Introduction

This library implements the Square-Root Unscented Kalman Filter (SR-UKF), a numerically robust algorithm for state estimation in nonlinear dynamic systems. It's designed both for practical use and as a learning resource.

Why Kalman Filtering?

Imagine you're tracking a robot's position. You have:

A motion model predicting where the robot should be
Sensor readings telling you where sensors think it is

Neither source is perfect. The motion model accumulates drift; sensors are noisy. The Kalman filter optimally fuses these imperfect sources, weighting each by its uncertainty. The result: an estimate better than either source alone.

## Written instruction 1
Quote the library introduction between "This library implements" and "a learning resource.", inclusive.
## Written instruction 2
Which algorithm does the library introduction say the library implements?

## Data records
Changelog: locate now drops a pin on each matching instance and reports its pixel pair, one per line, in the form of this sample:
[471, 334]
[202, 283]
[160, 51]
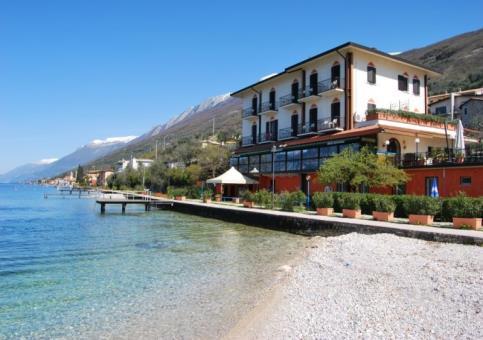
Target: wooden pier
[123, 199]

* * *

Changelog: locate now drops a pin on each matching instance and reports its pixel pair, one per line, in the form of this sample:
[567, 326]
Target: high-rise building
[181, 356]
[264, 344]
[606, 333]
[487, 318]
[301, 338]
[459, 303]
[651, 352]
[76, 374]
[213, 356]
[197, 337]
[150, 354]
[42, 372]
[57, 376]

--

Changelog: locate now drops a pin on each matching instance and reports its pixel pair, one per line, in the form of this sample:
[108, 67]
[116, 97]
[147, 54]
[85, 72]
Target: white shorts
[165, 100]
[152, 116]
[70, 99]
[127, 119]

## Expected output 1
This library implements the Square-Root Unscented Kalman Filter (SR-UKF), a numerically robust algorithm for state estimation in nonlinear dynamic systems. It's designed both for practical use and as a learning resource.

## Expected output 2
The Square-Root Unscented Kalman Filter (SR-UKF).